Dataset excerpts
□ □ □ □ □
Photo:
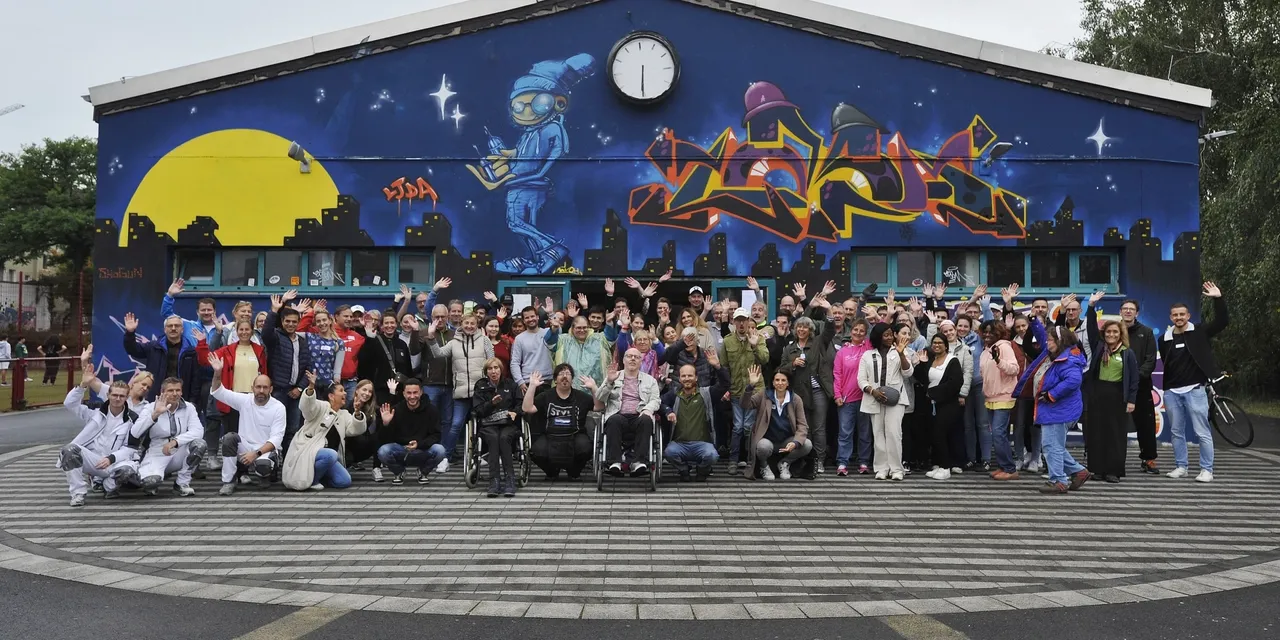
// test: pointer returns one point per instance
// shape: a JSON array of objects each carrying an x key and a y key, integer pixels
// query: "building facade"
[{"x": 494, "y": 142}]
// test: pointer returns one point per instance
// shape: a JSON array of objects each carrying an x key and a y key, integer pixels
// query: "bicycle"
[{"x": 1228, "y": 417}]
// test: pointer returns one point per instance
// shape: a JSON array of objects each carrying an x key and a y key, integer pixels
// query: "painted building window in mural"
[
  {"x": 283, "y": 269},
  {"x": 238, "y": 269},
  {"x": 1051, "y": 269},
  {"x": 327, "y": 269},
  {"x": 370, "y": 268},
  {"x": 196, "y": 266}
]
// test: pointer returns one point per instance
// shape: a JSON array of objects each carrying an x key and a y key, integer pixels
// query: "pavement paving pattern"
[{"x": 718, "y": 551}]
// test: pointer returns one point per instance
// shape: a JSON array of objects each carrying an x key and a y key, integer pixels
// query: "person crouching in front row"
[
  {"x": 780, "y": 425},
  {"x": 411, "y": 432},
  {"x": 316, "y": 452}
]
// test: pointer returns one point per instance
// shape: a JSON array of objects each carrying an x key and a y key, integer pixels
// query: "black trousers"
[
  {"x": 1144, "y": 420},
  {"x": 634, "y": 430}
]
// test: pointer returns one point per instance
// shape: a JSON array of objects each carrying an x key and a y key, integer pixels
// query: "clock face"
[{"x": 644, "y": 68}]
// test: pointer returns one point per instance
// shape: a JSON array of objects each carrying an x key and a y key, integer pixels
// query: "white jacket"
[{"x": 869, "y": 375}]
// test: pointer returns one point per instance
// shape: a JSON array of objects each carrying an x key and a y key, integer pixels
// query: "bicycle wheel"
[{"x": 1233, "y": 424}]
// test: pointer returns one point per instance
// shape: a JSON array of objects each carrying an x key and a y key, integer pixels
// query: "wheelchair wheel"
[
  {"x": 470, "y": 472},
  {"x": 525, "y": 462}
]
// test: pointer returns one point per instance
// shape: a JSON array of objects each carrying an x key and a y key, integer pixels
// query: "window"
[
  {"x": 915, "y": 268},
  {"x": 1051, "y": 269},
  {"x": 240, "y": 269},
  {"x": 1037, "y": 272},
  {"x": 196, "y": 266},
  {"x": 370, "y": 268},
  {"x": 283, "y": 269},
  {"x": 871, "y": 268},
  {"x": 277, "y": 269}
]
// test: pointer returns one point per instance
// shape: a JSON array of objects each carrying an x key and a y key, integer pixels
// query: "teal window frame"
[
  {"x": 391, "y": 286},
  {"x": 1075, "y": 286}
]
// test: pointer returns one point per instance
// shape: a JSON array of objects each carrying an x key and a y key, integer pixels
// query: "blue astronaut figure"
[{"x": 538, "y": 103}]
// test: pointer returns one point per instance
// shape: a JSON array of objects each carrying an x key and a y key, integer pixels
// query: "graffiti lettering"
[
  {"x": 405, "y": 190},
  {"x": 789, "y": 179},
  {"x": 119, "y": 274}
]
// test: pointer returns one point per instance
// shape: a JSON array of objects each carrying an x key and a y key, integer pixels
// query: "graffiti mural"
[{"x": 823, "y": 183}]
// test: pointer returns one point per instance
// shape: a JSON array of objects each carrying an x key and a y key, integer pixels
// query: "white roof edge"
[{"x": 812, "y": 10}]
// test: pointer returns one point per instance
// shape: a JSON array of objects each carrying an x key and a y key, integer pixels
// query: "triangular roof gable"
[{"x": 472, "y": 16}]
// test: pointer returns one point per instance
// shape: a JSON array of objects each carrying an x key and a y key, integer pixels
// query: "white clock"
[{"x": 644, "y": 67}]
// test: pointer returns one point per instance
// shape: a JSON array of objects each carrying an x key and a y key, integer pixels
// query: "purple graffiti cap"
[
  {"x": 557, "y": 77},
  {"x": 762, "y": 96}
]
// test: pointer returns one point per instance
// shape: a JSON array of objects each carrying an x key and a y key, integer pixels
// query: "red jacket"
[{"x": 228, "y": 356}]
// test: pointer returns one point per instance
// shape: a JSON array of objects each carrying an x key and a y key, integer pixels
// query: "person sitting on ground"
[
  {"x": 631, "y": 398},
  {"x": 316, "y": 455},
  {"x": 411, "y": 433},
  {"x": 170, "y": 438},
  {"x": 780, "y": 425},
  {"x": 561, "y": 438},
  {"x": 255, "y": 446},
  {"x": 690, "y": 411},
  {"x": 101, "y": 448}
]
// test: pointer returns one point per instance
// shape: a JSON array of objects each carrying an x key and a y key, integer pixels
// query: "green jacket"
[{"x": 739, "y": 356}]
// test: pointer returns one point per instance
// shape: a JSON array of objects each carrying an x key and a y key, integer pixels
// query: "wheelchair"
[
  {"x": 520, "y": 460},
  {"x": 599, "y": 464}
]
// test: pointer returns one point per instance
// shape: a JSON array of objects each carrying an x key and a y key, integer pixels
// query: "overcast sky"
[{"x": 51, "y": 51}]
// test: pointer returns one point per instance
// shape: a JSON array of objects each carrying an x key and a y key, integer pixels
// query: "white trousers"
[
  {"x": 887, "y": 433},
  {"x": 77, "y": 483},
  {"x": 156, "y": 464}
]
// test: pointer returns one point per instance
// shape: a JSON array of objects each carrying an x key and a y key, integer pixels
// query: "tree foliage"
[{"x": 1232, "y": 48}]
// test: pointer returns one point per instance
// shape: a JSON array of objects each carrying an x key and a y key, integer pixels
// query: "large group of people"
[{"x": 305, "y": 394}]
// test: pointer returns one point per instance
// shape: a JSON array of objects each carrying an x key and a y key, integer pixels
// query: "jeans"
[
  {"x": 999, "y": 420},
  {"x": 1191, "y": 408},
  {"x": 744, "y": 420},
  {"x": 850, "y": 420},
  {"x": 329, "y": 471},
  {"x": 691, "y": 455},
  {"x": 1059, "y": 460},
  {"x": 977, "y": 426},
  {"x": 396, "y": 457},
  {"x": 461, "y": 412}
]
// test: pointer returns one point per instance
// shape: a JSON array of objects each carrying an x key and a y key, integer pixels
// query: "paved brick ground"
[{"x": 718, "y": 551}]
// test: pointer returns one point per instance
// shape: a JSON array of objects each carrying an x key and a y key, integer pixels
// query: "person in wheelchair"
□ □ □ □ □
Work to be completed
Set down all entries above again, exactly, without images.

Exercise result
Photo:
// test: pointer returns one point per instance
// shape: a JSON array of objects each carrying an x key and a y key, integer pixels
// query: "building facade"
[{"x": 494, "y": 142}]
// test: pointer returns one point per instance
// shape: a JSON array of objects each carrying an x key and a y key, integer pixels
// query: "bicycle"
[{"x": 1228, "y": 417}]
// test: pointer returns one point per instance
// shape: a JSON array of objects each carrying an x key and a y key, integer pixels
// query: "painted building window in mural"
[
  {"x": 283, "y": 269},
  {"x": 238, "y": 269},
  {"x": 1051, "y": 269},
  {"x": 327, "y": 269},
  {"x": 370, "y": 268},
  {"x": 196, "y": 266}
]
// test: pointer returns one point per instance
// shape: a JSON array of objects each carrying an x key and a y key, integer pixels
// query: "pavement paving pattern"
[{"x": 718, "y": 551}]
// test: pointer returns one point per instance
// shape: a JSON array of objects each carrying an x key and a y key, integer pixels
// query: "person crouching in front row"
[
  {"x": 780, "y": 425},
  {"x": 411, "y": 432},
  {"x": 316, "y": 452}
]
// test: pointer returns one point per instance
// shape: a JSON array of objects each carrying an x key and a y key, integer pixels
// query: "black trousers"
[
  {"x": 1144, "y": 420},
  {"x": 634, "y": 430}
]
// test: pointer returns one point per instance
// shape: a JSON array of objects each carrying an x key and a y key, integer pixels
// query: "clock face"
[{"x": 644, "y": 68}]
// test: pointer returns one point per instance
// shape: a JSON array of objects each carrying an x key and a y key, integer pixels
// query: "white jacket"
[{"x": 869, "y": 375}]
// test: pointer returns one point per instance
// shape: a JSON array of objects each carrying an x key and a y key, integer pixels
// query: "bicycle wheel"
[{"x": 1233, "y": 424}]
// test: pointer returns one point per instance
// shape: a JSON array of objects each carrying an x key and a y key, integer pixels
// query: "wheelchair wheel"
[
  {"x": 470, "y": 472},
  {"x": 525, "y": 462}
]
// test: pointer returns one point per instance
// shape: a JSON array of objects each carrying an x key and a y key, integer pixels
// query: "window"
[
  {"x": 915, "y": 268},
  {"x": 1051, "y": 269},
  {"x": 240, "y": 269},
  {"x": 1037, "y": 272},
  {"x": 196, "y": 266},
  {"x": 370, "y": 268},
  {"x": 283, "y": 269},
  {"x": 871, "y": 268},
  {"x": 277, "y": 269}
]
// test: pointer returns one point per instance
// shape: a JSON array of objects each carrying an x key and a y key, integer pixels
// query: "teal window frame"
[
  {"x": 391, "y": 286},
  {"x": 1075, "y": 286}
]
// test: pointer returns one point per instance
// shape: a JSON array of objects each carrying an x key and a y key, integer pixels
// query: "blue astronaut figure"
[{"x": 538, "y": 103}]
// test: pointer returns one point per instance
// shape: a JSON array of objects each carrying an x key and a y key, integer pixels
// query: "graffiti lettering"
[
  {"x": 405, "y": 190},
  {"x": 789, "y": 179},
  {"x": 119, "y": 274}
]
// test: pointer returns one point per instance
// shape: a JSON array of objects each carrying an x key and a y key, integer pixels
// query: "graffiti mural"
[{"x": 823, "y": 183}]
// test: pointer returns one point per instance
// shape: a JSON array of objects each carrying an x key and a y key, integer pixels
// query: "white roof edge"
[{"x": 812, "y": 10}]
// test: pointer returns one point per instance
// shape: a JSON array of objects each carrying an x key and a y key, integer pixels
// query: "triangular roof gable"
[{"x": 472, "y": 16}]
// test: pointer returns one point per instance
// shape: a JSON array of objects each carrying an x key and a y key, integer pixels
// query: "white clock"
[{"x": 644, "y": 67}]
// test: pointer returns one point per instance
// shape: a JSON array of objects each carrying an x key and a y key, integer pixels
// query: "purple graffiti cap"
[
  {"x": 557, "y": 77},
  {"x": 762, "y": 96}
]
// test: pointer returns one point per instance
// shape: a JSON array of objects each carrying an x key and a y key, integer pixels
// query: "red jacket"
[{"x": 228, "y": 356}]
// test: pointer returns one point per instance
// shape: a JSON array of objects each carrying an x key and a y key, integer pixels
// query: "person sitting on ground"
[
  {"x": 631, "y": 398},
  {"x": 316, "y": 455},
  {"x": 411, "y": 433},
  {"x": 170, "y": 438},
  {"x": 780, "y": 425},
  {"x": 561, "y": 438},
  {"x": 255, "y": 446},
  {"x": 690, "y": 411},
  {"x": 101, "y": 448}
]
// test: pointer returns one point per instance
// shape: a JSON array of objects each carrying an x key and a y key, integer pixels
// query: "green jacket"
[{"x": 739, "y": 356}]
// test: pointer returns one point per instance
// shape: a JSON array of objects each carrying an x key and a y key, integer pixels
// query: "wheelchair"
[
  {"x": 520, "y": 460},
  {"x": 599, "y": 464}
]
// test: pointer returns one point per instance
// shape: a JSON array of objects each carrying an x key and a y key, integer pixels
// query: "overcast sky"
[{"x": 51, "y": 51}]
// test: pointer returns one point per instance
// shape: a JSON array of objects each carrying an x key and a y key, integer pixels
// query: "white trousers"
[
  {"x": 887, "y": 433},
  {"x": 77, "y": 483},
  {"x": 156, "y": 464}
]
// test: pointer returns one point per instance
// shape: a JSON array of objects each carrying an x key and a y key, integer pixels
// query: "tree foliage"
[{"x": 1232, "y": 48}]
// test: pointer returns one point per instance
// shape: a JSON array of objects each carrying an x key and a y key, integer pixels
// query: "large group of people"
[{"x": 305, "y": 394}]
// test: pointer returns one point per instance
// shape: a JSON array of objects each carrying an x key and a y key, integer pixels
// query: "jeans"
[
  {"x": 999, "y": 420},
  {"x": 1191, "y": 408},
  {"x": 744, "y": 420},
  {"x": 850, "y": 420},
  {"x": 329, "y": 471},
  {"x": 691, "y": 455},
  {"x": 1059, "y": 460},
  {"x": 977, "y": 426},
  {"x": 396, "y": 457},
  {"x": 461, "y": 412}
]
// test: pointer returns one point per instance
// shape: a JSON array of objects each carrying an x key and a y key, integer pixels
// query: "paved brick ground"
[{"x": 718, "y": 551}]
// test: pointer returns one point per instance
// shape: a JSON array of objects each carrying an x key and a y key, integer pixels
// query: "person in wheelchair"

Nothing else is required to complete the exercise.